(Collected data)
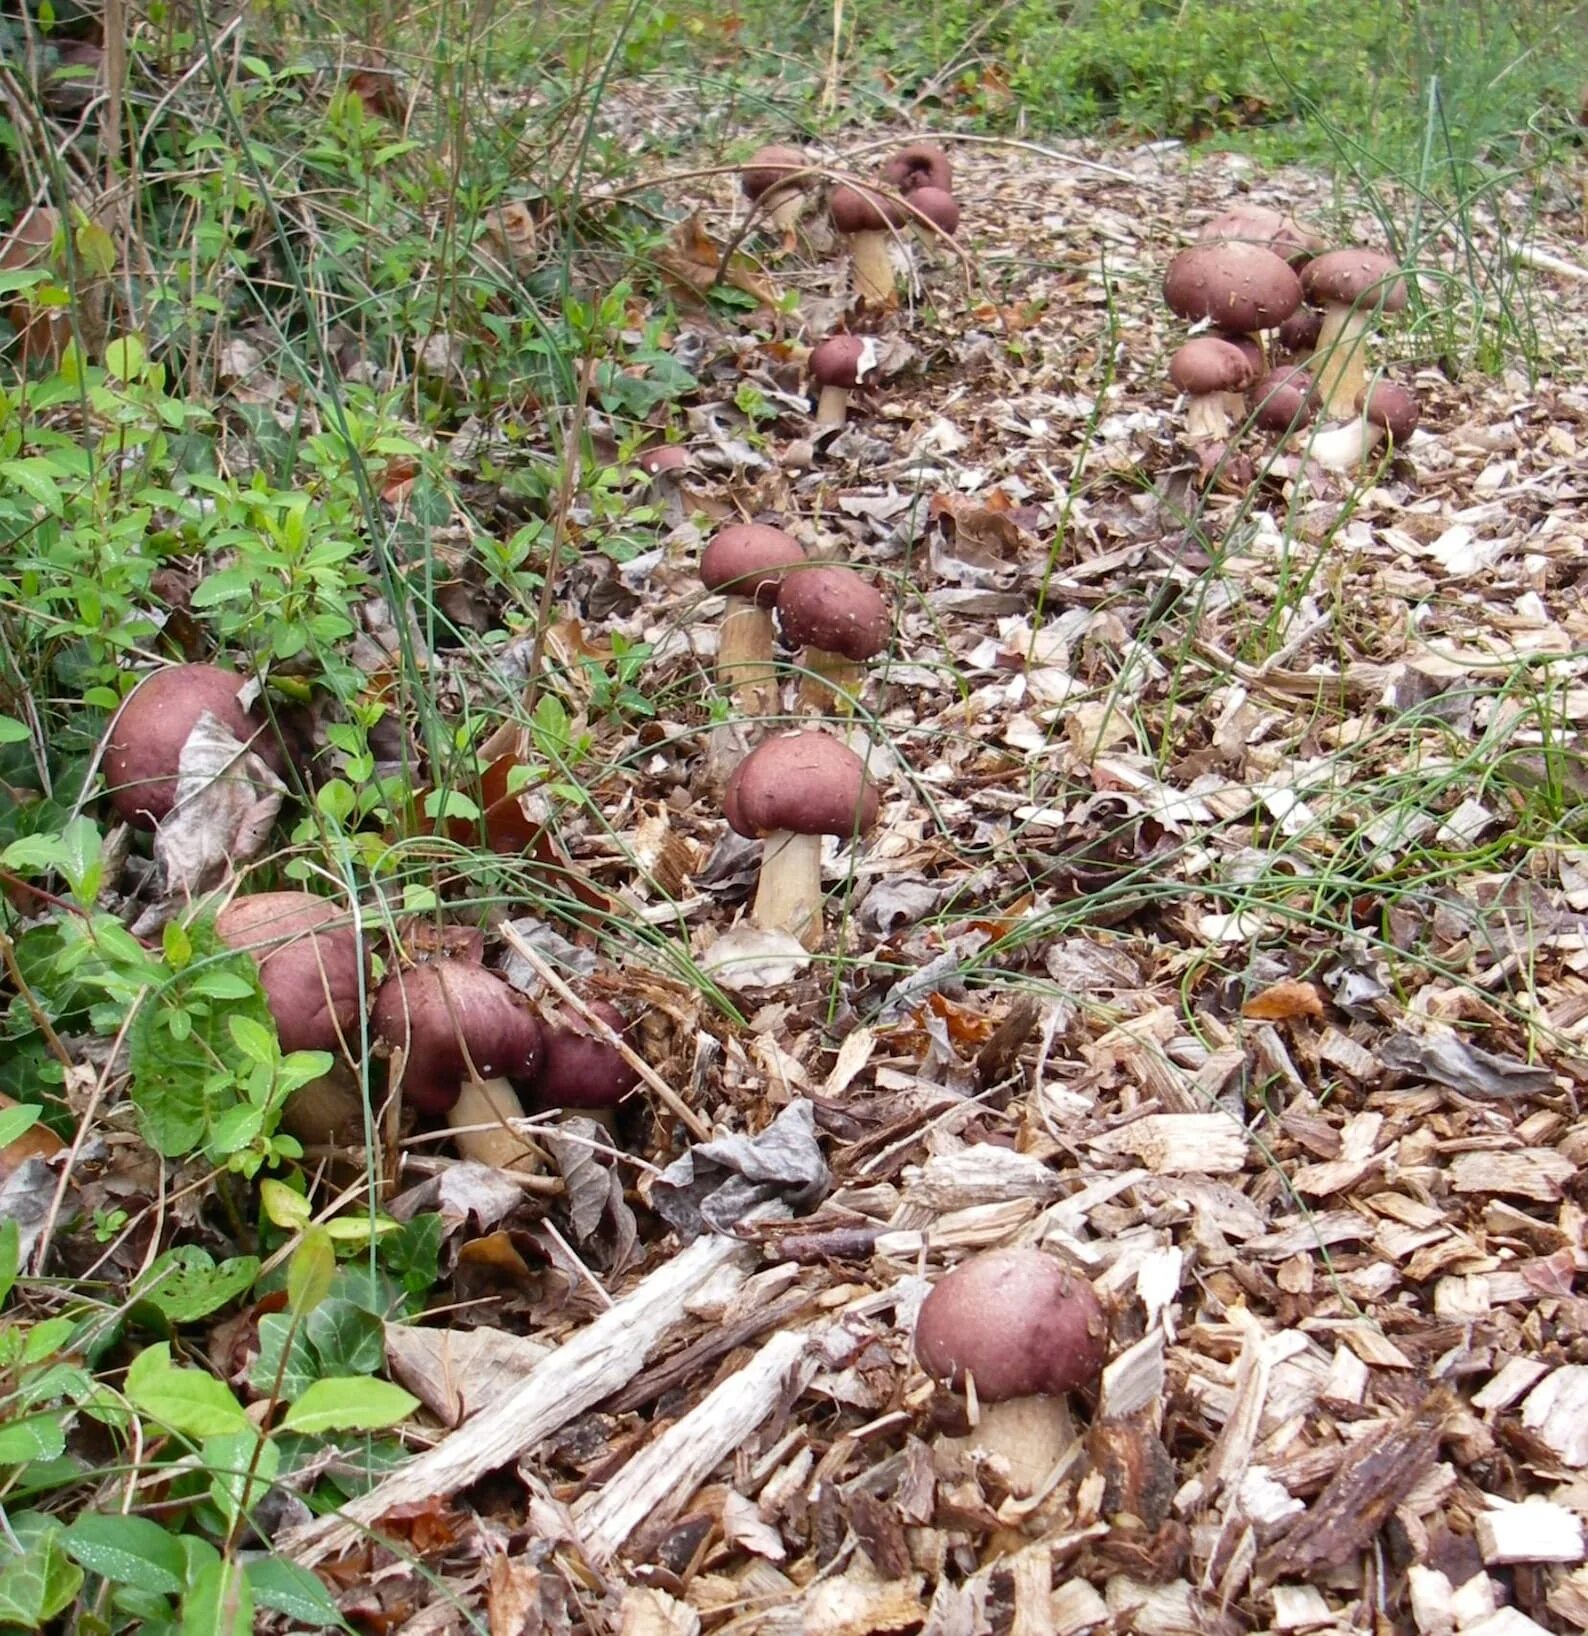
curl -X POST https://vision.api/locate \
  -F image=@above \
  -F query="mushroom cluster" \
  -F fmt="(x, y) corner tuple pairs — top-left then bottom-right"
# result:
(1163, 204), (1421, 475)
(823, 142), (960, 307)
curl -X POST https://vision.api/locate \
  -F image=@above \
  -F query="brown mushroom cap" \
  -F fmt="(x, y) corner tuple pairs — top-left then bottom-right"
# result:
(1251, 366), (1316, 432)
(1214, 331), (1264, 374)
(0, 207), (59, 272)
(1163, 243), (1303, 333)
(829, 184), (908, 234)
(914, 1248), (1107, 1400)
(724, 731), (879, 840)
(215, 892), (366, 1058)
(1169, 336), (1256, 396)
(906, 186), (960, 237)
(372, 961), (543, 1115)
(638, 445), (690, 477)
(701, 523), (807, 607)
(104, 664), (284, 831)
(532, 999), (640, 1111)
(809, 335), (872, 392)
(1277, 306), (1324, 354)
(742, 145), (809, 201)
(1198, 204), (1326, 267)
(1359, 380), (1420, 440)
(881, 142), (952, 195)
(776, 565), (889, 662)
(1301, 249), (1407, 313)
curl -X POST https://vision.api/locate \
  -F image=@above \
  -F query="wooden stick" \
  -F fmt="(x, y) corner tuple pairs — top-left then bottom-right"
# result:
(573, 1326), (815, 1564)
(280, 1220), (762, 1565)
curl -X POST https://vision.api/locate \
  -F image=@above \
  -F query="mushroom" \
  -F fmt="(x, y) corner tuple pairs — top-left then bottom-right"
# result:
(636, 444), (692, 525)
(881, 142), (952, 195)
(1250, 365), (1317, 441)
(1168, 336), (1257, 441)
(914, 1247), (1108, 1496)
(1163, 242), (1303, 360)
(1299, 249), (1408, 417)
(905, 186), (960, 243)
(808, 334), (875, 427)
(103, 663), (285, 830)
(724, 730), (879, 949)
(741, 145), (812, 242)
(0, 207), (67, 368)
(1307, 379), (1420, 472)
(214, 892), (369, 1147)
(531, 999), (640, 1118)
(372, 959), (544, 1172)
(1277, 305), (1324, 362)
(1197, 204), (1325, 267)
(828, 184), (909, 306)
(1211, 331), (1264, 418)
(775, 563), (889, 711)
(700, 522), (807, 715)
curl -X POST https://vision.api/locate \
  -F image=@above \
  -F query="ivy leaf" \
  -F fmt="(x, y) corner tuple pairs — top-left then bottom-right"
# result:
(281, 1377), (418, 1435)
(63, 1513), (185, 1595)
(248, 1314), (316, 1402)
(132, 1249), (260, 1326)
(0, 1521), (83, 1624)
(305, 1300), (384, 1377)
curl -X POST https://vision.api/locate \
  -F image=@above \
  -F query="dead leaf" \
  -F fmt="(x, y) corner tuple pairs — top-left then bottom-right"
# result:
(1241, 979), (1325, 1020)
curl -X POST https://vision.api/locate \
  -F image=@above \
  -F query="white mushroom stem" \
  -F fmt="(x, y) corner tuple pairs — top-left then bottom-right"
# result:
(1312, 304), (1372, 418)
(766, 191), (804, 236)
(815, 385), (852, 426)
(848, 232), (895, 304)
(447, 1077), (543, 1173)
(1305, 415), (1386, 472)
(1184, 392), (1232, 442)
(752, 830), (825, 949)
(798, 647), (864, 712)
(717, 596), (779, 716)
(936, 1393), (1078, 1497)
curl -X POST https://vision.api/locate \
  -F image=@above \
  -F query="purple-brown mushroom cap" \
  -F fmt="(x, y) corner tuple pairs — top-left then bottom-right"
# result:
(104, 663), (284, 831)
(914, 1248), (1108, 1400)
(1277, 306), (1324, 355)
(701, 523), (807, 607)
(1301, 249), (1407, 314)
(1169, 336), (1256, 396)
(776, 565), (889, 662)
(638, 445), (690, 477)
(809, 335), (871, 392)
(906, 187), (960, 237)
(741, 145), (809, 201)
(372, 961), (543, 1115)
(216, 892), (366, 1058)
(1252, 366), (1316, 432)
(829, 184), (908, 234)
(1214, 331), (1264, 374)
(532, 999), (640, 1111)
(882, 143), (953, 195)
(1163, 242), (1303, 334)
(1359, 380), (1420, 441)
(724, 731), (879, 840)
(1198, 204), (1326, 267)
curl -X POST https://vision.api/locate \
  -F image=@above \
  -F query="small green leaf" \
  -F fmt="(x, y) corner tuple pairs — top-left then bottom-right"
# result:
(63, 1512), (185, 1595)
(247, 1557), (345, 1629)
(248, 1314), (315, 1401)
(259, 1179), (311, 1232)
(0, 1521), (83, 1624)
(202, 1429), (278, 1533)
(227, 1015), (277, 1068)
(0, 1412), (67, 1465)
(133, 1249), (260, 1325)
(181, 1552), (252, 1636)
(0, 716), (30, 744)
(0, 1218), (19, 1308)
(0, 1104), (42, 1150)
(102, 334), (147, 382)
(281, 1377), (418, 1435)
(125, 1344), (248, 1439)
(286, 1225), (335, 1318)
(305, 1300), (384, 1377)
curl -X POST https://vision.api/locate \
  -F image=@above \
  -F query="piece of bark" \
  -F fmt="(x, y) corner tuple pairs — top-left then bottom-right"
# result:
(1257, 1390), (1451, 1583)
(282, 1221), (764, 1565)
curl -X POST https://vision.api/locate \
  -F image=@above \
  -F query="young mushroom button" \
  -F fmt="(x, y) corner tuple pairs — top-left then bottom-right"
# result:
(809, 335), (874, 427)
(775, 564), (889, 711)
(1168, 336), (1257, 442)
(1250, 366), (1316, 437)
(1299, 249), (1407, 417)
(724, 730), (879, 950)
(531, 999), (641, 1117)
(914, 1247), (1108, 1496)
(215, 892), (368, 1147)
(829, 184), (909, 306)
(372, 960), (545, 1173)
(906, 187), (960, 242)
(104, 663), (285, 831)
(700, 523), (807, 715)
(881, 142), (952, 195)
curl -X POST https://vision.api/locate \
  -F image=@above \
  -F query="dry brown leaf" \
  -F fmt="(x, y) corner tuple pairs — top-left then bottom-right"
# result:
(1241, 979), (1325, 1020)
(654, 212), (784, 309)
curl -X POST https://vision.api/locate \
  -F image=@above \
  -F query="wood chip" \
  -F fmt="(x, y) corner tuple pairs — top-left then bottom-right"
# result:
(1474, 1495), (1585, 1564)
(1087, 1112), (1248, 1174)
(1448, 1149), (1576, 1201)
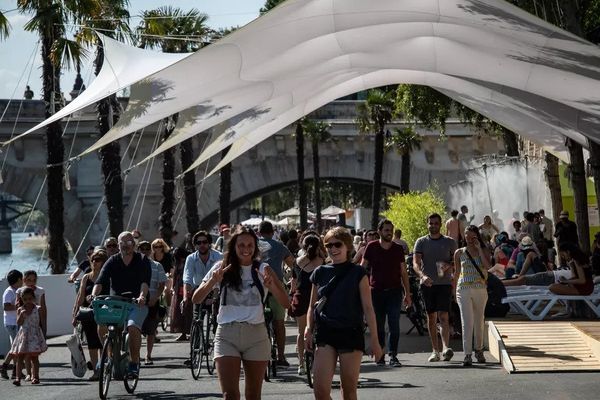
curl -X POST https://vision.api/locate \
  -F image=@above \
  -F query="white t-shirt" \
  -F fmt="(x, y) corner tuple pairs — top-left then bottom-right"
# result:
(16, 285), (45, 306)
(203, 261), (267, 325)
(553, 269), (573, 283)
(3, 286), (17, 326)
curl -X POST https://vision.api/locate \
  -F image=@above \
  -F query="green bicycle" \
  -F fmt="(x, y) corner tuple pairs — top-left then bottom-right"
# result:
(92, 295), (139, 400)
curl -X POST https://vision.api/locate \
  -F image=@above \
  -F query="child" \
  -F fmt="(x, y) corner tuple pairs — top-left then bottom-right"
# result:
(1, 270), (23, 380)
(11, 287), (48, 386)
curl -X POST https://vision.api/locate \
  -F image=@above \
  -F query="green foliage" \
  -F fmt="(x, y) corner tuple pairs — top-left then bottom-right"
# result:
(0, 10), (11, 40)
(385, 126), (422, 155)
(355, 88), (395, 134)
(260, 0), (287, 15)
(302, 119), (332, 144)
(383, 188), (447, 250)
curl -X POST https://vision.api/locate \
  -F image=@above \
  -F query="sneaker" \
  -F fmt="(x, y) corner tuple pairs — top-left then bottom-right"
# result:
(277, 359), (290, 367)
(463, 354), (473, 367)
(428, 351), (440, 362)
(88, 371), (100, 381)
(389, 356), (402, 367)
(376, 355), (386, 366)
(474, 350), (486, 364)
(442, 348), (454, 361)
(298, 364), (306, 375)
(0, 363), (9, 379)
(127, 363), (139, 379)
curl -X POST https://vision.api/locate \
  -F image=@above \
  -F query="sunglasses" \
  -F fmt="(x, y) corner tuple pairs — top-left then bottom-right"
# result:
(153, 245), (164, 249)
(119, 240), (134, 246)
(325, 242), (344, 249)
(106, 243), (117, 248)
(139, 247), (151, 252)
(195, 239), (209, 245)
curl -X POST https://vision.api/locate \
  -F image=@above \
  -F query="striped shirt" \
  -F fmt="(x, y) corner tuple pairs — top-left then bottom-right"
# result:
(457, 250), (487, 289)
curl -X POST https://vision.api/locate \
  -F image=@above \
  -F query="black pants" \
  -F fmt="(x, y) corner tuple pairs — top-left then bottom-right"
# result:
(371, 288), (402, 356)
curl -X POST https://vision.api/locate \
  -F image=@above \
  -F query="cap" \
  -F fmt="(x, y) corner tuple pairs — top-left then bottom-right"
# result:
(520, 236), (534, 249)
(559, 210), (569, 218)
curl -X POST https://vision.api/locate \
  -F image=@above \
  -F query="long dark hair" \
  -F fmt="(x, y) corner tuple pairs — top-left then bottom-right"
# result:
(303, 234), (321, 260)
(558, 242), (589, 265)
(222, 226), (260, 290)
(465, 225), (486, 248)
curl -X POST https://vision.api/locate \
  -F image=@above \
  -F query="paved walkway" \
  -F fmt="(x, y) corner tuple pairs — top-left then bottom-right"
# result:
(2, 317), (599, 399)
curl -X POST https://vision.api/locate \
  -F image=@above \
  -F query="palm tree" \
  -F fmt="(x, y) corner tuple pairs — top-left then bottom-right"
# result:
(356, 88), (395, 229)
(219, 146), (232, 226)
(260, 0), (287, 14)
(294, 121), (308, 230)
(137, 6), (211, 242)
(303, 119), (332, 233)
(77, 2), (131, 239)
(17, 1), (99, 273)
(386, 127), (422, 193)
(0, 10), (11, 40)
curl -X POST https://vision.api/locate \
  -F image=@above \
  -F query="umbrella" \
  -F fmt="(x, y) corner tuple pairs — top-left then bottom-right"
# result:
(321, 205), (346, 216)
(276, 217), (292, 226)
(277, 207), (315, 218)
(240, 217), (277, 226)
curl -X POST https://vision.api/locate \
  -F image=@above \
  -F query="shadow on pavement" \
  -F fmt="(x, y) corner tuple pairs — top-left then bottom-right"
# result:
(134, 391), (222, 399)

[TASK PROMPT]:
Show, from the records above, every line that includes "leaf".

[YOUR RESPONSE]:
  -F query="ivy leaf" \
  -F query="dead leaf" \
  -F query="small green leaf" \
  -F query="dry brown leaf" \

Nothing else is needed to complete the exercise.